#### [Problem to solve]
Exactly as they appear, copy the lines from the start of the entries below to the line containing "Query: stone threshold", both ends included.

#### [Records provided]
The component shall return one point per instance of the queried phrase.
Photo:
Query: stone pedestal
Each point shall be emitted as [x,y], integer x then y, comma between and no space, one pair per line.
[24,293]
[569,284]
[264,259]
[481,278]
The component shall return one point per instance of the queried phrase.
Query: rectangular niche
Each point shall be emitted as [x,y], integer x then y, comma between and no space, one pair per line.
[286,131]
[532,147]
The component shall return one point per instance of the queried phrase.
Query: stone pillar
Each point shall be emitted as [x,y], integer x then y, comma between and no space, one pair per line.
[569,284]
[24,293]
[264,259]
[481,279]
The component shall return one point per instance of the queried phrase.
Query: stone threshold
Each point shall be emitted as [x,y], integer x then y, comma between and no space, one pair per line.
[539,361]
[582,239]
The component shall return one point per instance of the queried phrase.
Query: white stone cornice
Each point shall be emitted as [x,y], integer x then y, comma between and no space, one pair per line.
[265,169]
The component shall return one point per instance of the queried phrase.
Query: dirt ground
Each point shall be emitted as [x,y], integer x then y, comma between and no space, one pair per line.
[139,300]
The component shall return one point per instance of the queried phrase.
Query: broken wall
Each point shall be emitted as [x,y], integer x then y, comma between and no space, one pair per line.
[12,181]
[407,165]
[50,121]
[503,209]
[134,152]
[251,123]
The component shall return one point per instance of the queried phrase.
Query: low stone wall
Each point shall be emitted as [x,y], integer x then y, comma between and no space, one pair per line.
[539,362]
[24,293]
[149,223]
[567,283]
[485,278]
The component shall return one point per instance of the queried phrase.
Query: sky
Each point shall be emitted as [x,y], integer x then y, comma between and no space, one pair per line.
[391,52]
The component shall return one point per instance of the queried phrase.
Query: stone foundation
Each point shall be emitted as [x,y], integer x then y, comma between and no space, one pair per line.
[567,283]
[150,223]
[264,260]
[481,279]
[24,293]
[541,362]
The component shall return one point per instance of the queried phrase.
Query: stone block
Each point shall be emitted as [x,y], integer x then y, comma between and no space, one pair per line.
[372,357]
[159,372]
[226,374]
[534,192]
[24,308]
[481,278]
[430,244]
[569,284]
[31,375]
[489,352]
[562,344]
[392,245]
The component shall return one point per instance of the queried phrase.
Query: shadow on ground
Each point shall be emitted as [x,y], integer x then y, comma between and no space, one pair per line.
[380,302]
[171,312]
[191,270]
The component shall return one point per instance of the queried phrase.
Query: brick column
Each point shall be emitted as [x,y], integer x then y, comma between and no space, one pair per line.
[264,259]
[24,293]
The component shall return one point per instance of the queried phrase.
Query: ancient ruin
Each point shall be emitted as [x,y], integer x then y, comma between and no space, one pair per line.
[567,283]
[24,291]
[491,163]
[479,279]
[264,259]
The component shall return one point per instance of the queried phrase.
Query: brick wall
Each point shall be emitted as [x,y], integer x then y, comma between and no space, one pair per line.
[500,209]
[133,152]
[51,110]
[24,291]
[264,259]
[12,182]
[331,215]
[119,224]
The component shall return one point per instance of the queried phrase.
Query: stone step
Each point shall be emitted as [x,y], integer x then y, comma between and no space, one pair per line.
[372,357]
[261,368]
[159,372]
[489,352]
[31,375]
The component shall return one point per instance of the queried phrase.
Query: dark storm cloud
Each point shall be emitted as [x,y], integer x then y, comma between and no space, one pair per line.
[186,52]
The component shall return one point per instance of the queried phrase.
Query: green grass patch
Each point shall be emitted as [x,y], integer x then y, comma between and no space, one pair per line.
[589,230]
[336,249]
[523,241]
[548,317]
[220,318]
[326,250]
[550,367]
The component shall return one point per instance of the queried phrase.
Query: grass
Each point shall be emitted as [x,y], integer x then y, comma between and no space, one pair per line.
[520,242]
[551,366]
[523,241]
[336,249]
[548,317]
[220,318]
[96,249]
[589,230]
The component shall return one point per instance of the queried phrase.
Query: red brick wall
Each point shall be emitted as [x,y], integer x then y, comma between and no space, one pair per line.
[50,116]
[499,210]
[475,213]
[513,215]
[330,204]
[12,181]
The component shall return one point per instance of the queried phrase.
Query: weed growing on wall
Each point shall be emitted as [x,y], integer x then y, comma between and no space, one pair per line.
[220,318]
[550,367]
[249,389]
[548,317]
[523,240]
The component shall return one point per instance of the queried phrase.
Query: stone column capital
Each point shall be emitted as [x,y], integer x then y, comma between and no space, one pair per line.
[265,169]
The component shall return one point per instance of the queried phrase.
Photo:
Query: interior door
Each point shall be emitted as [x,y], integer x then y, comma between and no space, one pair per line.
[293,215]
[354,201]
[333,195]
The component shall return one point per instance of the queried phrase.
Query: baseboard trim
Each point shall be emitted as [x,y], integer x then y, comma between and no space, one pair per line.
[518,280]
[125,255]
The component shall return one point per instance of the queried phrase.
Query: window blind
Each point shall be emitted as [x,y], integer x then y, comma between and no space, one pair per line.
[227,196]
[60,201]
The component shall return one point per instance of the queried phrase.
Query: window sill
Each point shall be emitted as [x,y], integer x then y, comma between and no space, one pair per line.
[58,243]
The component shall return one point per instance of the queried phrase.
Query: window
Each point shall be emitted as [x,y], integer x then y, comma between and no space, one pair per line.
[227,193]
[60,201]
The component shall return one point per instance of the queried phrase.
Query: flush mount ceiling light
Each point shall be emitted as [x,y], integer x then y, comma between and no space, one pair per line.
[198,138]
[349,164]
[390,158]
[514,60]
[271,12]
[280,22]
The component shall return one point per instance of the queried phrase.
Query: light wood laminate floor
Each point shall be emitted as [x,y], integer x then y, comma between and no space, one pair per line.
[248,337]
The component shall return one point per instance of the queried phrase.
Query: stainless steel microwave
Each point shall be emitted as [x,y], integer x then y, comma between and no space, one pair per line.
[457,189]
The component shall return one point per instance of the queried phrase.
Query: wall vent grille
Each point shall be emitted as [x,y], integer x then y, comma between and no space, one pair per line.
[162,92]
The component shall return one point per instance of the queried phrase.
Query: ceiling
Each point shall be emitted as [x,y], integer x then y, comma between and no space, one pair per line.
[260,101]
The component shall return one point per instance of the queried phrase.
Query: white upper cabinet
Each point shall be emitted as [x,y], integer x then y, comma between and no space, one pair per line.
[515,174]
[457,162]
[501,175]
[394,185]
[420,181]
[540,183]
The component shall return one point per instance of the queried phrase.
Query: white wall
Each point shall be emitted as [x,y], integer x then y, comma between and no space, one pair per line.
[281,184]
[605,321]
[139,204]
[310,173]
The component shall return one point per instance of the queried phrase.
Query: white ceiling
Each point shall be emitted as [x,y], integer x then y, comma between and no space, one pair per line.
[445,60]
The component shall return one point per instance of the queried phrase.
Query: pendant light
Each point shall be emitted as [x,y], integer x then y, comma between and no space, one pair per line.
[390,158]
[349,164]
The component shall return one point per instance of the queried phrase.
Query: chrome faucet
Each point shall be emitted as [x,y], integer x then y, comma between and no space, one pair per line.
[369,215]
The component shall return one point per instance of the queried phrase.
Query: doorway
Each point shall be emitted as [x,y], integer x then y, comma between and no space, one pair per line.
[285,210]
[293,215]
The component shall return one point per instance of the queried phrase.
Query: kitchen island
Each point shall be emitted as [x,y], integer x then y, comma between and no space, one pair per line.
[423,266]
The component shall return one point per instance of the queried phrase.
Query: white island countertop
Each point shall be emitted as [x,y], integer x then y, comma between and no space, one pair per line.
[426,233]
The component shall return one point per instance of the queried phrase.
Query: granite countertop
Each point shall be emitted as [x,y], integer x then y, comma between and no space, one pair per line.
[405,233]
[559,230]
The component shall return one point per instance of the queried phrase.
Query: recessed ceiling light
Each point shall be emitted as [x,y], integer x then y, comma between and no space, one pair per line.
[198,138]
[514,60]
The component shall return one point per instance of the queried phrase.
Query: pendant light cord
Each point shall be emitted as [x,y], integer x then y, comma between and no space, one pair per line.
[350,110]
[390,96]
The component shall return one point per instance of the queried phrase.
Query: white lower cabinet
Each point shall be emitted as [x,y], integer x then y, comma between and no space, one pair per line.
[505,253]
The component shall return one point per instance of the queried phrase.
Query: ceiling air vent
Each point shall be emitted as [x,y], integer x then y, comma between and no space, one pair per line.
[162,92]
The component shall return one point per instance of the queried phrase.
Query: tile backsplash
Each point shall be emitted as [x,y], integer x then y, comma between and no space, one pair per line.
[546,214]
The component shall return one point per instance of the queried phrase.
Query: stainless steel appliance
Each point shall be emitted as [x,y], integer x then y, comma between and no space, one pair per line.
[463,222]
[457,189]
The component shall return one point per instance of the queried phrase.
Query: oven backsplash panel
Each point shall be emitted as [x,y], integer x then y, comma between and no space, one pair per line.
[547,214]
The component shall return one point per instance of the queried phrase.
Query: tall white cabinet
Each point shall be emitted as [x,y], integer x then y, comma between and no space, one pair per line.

#### [Answer to this exercise]
The component shall return one point per instance of the queried phrase.
Photo:
Query: stone pedestal
Each point shall be emitted as [x,y], integer x then y, comma between and no space, one pair per line.
[24,293]
[569,284]
[264,259]
[481,278]
The component shall return one point per instance of the queried phrase.
Query: rectangular niche
Each point shall be emitted as [x,y], integer x then y, comma between and no space, one pair per line.
[286,131]
[532,147]
The component shall return one point per instance of the queried phrase.
Query: stone pillar
Each point shall be emitted as [x,y], integer x then y, comma between and no space, one pair per line.
[569,284]
[24,293]
[264,259]
[481,279]
The component shall return one point per instance of the queried phrase.
Query: stone threshold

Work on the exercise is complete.